▶ _Dataset excerpts on object pointing_:
↓↓↓
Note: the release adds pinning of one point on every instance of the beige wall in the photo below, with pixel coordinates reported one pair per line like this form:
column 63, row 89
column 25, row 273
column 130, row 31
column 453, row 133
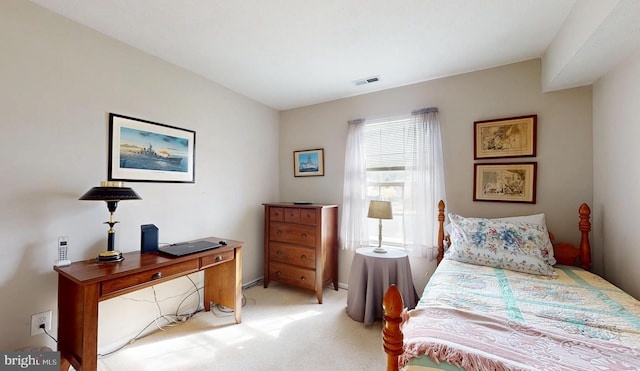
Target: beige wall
column 564, row 143
column 616, row 182
column 59, row 81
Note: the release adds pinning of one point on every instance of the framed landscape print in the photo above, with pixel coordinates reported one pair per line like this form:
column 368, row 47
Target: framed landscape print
column 509, row 182
column 308, row 163
column 146, row 151
column 508, row 137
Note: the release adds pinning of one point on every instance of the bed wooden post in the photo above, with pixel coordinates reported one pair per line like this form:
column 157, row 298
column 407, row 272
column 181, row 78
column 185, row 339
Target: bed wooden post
column 440, row 231
column 391, row 335
column 585, row 227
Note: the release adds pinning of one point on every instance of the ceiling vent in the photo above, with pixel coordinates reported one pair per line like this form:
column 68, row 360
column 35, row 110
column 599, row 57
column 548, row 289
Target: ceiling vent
column 368, row 80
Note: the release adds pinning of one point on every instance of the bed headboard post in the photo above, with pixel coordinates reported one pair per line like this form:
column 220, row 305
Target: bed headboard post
column 440, row 231
column 392, row 338
column 585, row 227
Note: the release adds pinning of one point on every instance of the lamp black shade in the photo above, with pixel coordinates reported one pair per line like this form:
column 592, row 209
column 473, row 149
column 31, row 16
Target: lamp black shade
column 111, row 193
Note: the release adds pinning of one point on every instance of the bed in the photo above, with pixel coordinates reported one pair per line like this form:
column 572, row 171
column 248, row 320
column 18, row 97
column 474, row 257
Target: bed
column 546, row 311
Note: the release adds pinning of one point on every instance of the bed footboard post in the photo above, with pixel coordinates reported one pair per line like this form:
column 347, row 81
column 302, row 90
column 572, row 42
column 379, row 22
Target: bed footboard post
column 391, row 335
column 440, row 231
column 585, row 227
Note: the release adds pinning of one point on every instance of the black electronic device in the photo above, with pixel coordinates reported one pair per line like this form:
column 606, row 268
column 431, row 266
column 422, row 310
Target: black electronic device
column 148, row 238
column 186, row 248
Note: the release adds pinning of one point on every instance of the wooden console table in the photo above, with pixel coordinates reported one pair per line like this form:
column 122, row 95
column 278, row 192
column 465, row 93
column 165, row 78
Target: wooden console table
column 83, row 284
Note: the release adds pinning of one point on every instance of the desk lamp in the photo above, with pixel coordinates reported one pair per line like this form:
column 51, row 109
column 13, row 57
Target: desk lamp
column 380, row 210
column 111, row 193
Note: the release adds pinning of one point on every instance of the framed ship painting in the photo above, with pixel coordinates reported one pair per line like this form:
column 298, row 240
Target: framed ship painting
column 308, row 163
column 145, row 151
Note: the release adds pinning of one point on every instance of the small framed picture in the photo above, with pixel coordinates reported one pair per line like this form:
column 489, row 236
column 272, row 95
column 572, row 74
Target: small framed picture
column 508, row 137
column 145, row 151
column 308, row 162
column 510, row 182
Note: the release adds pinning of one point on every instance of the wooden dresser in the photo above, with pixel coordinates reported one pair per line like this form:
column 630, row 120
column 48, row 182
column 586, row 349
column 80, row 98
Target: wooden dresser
column 301, row 245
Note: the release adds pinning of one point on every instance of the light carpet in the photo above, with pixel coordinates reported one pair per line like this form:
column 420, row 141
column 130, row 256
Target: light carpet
column 282, row 328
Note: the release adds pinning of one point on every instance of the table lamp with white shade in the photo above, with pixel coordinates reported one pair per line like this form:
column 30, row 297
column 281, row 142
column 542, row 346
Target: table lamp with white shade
column 380, row 210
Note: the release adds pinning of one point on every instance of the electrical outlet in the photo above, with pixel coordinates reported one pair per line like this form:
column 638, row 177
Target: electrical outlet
column 39, row 319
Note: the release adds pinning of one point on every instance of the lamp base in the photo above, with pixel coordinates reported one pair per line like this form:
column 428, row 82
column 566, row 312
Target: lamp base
column 109, row 256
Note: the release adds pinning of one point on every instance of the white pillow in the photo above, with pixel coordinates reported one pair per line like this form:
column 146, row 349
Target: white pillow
column 502, row 244
column 532, row 219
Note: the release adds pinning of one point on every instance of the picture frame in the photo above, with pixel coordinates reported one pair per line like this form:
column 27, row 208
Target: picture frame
column 507, row 137
column 505, row 182
column 309, row 162
column 146, row 151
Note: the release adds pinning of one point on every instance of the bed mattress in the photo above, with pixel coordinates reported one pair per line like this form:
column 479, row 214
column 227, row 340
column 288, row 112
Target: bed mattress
column 477, row 317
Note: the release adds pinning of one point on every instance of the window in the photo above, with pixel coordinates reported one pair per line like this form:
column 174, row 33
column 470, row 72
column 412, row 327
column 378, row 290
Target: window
column 385, row 180
column 397, row 160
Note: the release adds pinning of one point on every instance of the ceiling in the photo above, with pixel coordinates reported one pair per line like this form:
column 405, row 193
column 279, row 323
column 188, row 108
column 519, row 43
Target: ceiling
column 293, row 53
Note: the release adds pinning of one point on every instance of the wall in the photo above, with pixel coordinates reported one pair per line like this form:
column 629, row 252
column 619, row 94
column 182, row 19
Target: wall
column 564, row 144
column 59, row 82
column 616, row 125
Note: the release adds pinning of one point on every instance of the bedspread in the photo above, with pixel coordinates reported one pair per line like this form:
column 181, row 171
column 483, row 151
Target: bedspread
column 477, row 317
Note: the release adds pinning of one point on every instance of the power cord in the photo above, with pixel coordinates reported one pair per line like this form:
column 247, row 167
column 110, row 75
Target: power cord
column 170, row 321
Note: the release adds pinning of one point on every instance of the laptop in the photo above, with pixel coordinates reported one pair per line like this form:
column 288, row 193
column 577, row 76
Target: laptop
column 186, row 248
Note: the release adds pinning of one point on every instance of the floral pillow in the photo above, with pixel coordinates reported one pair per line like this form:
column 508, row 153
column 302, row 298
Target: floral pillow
column 516, row 246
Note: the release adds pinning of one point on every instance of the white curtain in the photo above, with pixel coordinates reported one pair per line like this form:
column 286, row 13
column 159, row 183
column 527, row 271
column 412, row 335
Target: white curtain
column 424, row 183
column 354, row 231
column 423, row 187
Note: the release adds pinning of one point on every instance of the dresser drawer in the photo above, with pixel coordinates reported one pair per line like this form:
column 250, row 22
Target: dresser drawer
column 292, row 275
column 296, row 234
column 276, row 214
column 308, row 216
column 296, row 255
column 213, row 259
column 144, row 278
column 292, row 215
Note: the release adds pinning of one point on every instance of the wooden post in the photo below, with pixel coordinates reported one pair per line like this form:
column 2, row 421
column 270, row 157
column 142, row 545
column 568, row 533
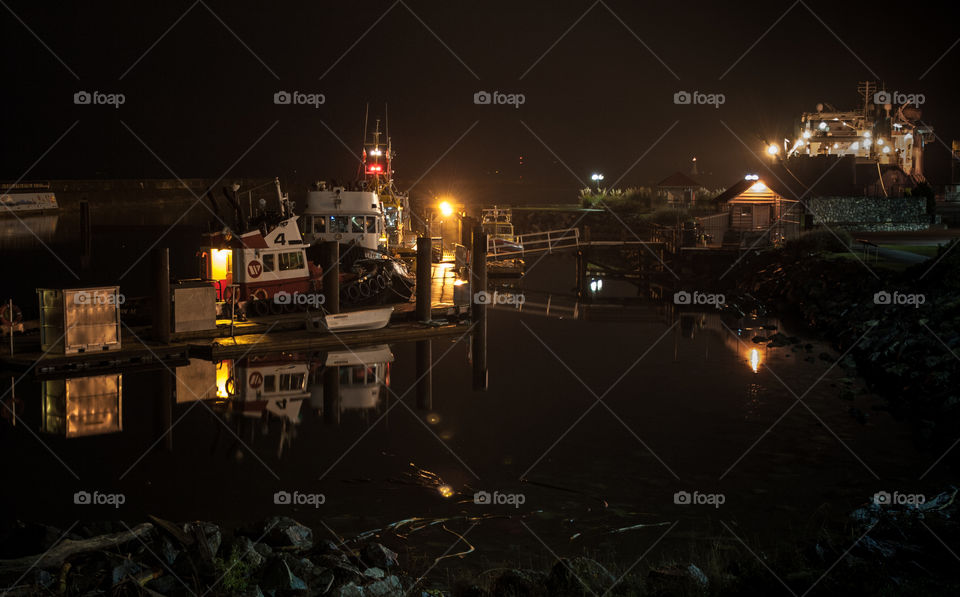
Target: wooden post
column 330, row 263
column 331, row 395
column 425, row 375
column 166, row 407
column 424, row 278
column 85, row 238
column 478, row 284
column 161, row 296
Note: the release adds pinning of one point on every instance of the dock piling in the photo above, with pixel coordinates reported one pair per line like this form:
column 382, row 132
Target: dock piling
column 161, row 296
column 85, row 237
column 331, row 395
column 330, row 263
column 478, row 309
column 425, row 375
column 424, row 277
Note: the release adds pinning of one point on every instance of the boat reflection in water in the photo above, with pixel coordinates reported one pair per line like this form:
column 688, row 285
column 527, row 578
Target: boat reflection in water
column 272, row 394
column 78, row 407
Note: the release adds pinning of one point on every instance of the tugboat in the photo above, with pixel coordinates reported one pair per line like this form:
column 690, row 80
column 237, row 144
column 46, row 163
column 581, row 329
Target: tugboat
column 267, row 269
column 371, row 221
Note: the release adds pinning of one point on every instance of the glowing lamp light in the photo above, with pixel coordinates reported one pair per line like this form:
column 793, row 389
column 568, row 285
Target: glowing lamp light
column 219, row 259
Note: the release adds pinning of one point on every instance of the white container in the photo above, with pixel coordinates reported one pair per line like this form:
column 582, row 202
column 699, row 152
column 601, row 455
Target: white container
column 79, row 320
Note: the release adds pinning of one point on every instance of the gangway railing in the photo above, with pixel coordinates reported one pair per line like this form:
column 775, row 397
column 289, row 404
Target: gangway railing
column 534, row 242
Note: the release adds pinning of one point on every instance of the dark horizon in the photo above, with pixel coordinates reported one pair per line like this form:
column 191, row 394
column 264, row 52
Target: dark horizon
column 598, row 87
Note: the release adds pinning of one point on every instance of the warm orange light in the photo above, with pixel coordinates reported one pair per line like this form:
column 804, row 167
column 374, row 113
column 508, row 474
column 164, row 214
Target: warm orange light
column 224, row 371
column 220, row 263
column 754, row 359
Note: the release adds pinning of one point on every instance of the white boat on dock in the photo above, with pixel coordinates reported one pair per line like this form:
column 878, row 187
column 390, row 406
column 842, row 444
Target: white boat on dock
column 367, row 319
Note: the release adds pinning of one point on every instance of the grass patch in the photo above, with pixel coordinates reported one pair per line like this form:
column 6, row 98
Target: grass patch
column 925, row 250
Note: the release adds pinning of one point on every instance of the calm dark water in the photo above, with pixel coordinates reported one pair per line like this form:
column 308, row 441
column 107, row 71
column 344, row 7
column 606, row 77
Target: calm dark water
column 598, row 423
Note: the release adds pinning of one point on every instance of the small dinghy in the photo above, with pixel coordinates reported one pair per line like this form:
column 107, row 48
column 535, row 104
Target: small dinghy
column 368, row 319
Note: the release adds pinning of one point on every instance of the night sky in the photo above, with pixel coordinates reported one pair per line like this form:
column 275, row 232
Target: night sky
column 598, row 79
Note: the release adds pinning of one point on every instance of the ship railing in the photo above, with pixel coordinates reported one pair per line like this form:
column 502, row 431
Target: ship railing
column 535, row 242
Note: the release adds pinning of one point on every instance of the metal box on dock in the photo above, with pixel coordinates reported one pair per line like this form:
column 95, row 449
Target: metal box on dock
column 82, row 406
column 79, row 320
column 194, row 306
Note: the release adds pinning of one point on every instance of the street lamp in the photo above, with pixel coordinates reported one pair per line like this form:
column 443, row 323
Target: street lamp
column 596, row 177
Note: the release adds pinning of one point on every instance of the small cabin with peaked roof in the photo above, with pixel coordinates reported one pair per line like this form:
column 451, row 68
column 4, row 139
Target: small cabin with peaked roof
column 753, row 205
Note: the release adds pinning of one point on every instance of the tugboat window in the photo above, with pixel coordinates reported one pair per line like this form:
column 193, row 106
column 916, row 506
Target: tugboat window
column 356, row 224
column 289, row 261
column 339, row 224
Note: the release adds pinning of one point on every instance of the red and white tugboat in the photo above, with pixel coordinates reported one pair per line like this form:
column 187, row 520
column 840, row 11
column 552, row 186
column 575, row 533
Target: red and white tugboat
column 265, row 269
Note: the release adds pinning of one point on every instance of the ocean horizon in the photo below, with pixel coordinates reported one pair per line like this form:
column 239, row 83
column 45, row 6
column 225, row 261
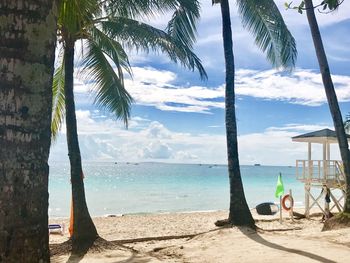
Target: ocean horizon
column 148, row 187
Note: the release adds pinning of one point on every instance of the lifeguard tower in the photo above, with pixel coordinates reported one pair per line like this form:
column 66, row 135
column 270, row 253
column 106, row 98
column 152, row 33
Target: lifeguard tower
column 327, row 175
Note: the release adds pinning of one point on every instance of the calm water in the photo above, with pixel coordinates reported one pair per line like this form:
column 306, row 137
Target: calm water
column 155, row 187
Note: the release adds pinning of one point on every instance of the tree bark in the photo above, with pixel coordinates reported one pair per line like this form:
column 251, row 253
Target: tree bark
column 84, row 230
column 27, row 48
column 239, row 213
column 331, row 97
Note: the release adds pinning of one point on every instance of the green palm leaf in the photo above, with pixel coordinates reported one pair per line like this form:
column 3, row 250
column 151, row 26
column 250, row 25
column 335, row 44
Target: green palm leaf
column 271, row 34
column 58, row 99
column 146, row 38
column 182, row 25
column 109, row 87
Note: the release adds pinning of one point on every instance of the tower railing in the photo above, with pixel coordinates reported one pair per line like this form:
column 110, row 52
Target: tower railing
column 320, row 172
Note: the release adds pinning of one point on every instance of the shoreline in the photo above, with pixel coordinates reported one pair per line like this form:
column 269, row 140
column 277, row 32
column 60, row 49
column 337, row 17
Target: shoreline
column 297, row 209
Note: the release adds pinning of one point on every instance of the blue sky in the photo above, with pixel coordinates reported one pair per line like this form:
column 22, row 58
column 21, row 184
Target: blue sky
column 179, row 118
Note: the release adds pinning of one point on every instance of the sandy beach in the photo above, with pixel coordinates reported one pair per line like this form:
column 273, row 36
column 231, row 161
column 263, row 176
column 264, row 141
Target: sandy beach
column 193, row 237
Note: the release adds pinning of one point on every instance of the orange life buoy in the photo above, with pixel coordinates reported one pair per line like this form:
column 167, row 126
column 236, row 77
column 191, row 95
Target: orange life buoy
column 284, row 199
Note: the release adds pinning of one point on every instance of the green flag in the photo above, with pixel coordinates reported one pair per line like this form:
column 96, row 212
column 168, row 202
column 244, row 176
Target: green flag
column 279, row 188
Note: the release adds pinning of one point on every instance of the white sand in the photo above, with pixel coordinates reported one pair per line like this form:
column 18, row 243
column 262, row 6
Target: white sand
column 299, row 241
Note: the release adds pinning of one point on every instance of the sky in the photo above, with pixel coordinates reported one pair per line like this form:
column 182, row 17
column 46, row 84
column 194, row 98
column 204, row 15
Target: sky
column 179, row 118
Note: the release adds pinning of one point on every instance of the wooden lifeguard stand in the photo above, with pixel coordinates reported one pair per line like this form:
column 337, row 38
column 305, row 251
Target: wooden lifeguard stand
column 325, row 174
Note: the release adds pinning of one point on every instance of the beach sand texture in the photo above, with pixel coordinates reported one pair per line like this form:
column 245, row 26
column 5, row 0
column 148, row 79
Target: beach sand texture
column 157, row 238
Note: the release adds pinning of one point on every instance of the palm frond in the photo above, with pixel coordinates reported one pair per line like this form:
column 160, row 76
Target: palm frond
column 144, row 37
column 182, row 25
column 263, row 19
column 109, row 87
column 112, row 49
column 74, row 14
column 58, row 100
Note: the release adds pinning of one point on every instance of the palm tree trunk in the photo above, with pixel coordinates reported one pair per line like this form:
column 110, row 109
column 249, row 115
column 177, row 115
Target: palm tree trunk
column 84, row 232
column 239, row 213
column 27, row 65
column 331, row 97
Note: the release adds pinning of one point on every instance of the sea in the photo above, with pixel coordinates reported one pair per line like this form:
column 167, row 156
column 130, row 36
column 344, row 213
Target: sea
column 142, row 188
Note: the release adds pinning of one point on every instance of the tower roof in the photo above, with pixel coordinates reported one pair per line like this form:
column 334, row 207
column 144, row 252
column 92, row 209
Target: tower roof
column 321, row 136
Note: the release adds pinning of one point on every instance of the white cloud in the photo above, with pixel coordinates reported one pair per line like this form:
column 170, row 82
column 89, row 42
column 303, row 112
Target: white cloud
column 302, row 87
column 107, row 141
column 159, row 89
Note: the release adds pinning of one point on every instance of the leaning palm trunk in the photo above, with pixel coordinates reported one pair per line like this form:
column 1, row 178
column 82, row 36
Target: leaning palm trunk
column 27, row 46
column 331, row 97
column 239, row 210
column 84, row 231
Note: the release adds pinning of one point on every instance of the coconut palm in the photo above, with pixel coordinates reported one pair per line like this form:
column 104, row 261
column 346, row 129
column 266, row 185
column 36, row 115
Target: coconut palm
column 105, row 28
column 347, row 124
column 263, row 19
column 27, row 49
column 330, row 92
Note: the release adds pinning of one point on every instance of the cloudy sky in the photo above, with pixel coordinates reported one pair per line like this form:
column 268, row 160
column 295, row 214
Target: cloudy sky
column 179, row 118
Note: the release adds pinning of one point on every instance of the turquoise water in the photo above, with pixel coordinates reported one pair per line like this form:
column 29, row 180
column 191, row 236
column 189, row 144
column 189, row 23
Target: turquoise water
column 156, row 187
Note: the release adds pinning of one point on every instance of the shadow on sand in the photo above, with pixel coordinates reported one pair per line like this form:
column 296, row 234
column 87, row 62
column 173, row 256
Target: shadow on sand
column 257, row 238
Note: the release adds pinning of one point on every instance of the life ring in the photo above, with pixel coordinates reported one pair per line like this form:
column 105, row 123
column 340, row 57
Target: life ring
column 290, row 199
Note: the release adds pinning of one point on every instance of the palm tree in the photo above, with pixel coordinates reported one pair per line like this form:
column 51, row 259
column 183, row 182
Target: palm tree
column 330, row 92
column 104, row 27
column 263, row 19
column 347, row 124
column 27, row 49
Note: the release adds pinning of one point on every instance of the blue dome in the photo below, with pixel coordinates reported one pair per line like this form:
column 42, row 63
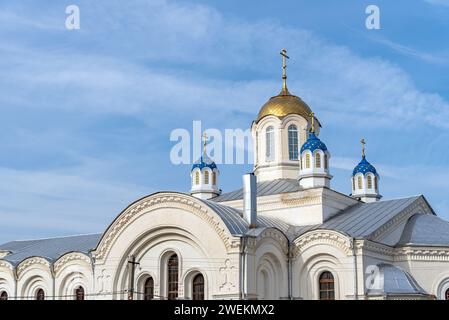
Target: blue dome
column 313, row 143
column 204, row 162
column 364, row 167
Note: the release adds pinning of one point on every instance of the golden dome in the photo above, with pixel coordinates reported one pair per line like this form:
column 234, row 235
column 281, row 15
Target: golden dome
column 284, row 104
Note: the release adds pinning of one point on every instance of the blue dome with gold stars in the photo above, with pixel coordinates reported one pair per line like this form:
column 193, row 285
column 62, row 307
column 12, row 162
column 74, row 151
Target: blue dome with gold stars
column 313, row 143
column 364, row 167
column 204, row 162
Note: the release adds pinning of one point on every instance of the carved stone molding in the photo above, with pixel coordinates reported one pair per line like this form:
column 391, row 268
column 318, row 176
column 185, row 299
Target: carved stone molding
↑↑↑
▶ _GOAL_: Quote the rows word for word, starting at the very beginning and ending with the line that contains "column 59, row 81", including both ends. Leave the pictures out of your answer.

▶ _COMPLETE ANSWER_:
Note: the release adds pinning of one point on every instance of the beige wall in the photo below, with pixel coordinates reported one pair per line like this form:
column 63, row 89
column 25, row 273
column 130, row 31
column 453, row 133
Target: beige wall
column 564, row 143
column 616, row 182
column 59, row 81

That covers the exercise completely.